| Goal |
List every line in the entries below that contains the word "tree".

| Records for the exercise |
***

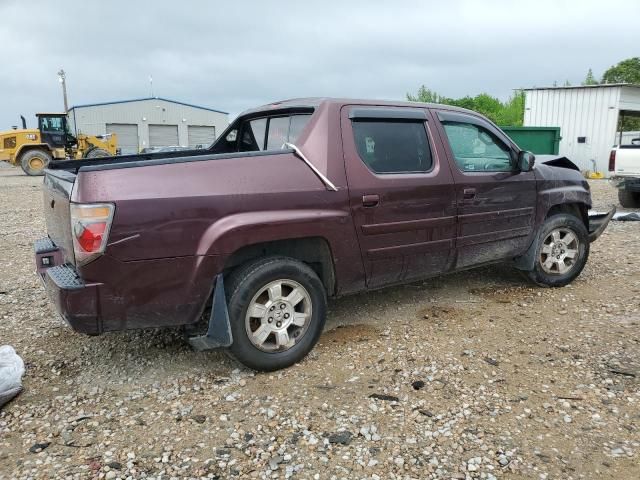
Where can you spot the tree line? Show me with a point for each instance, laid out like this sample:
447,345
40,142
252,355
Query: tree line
511,111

***

| Written response |
Where can you spot the tree line? Show me with a point for each instance, laid out like this sample:
Query: tree line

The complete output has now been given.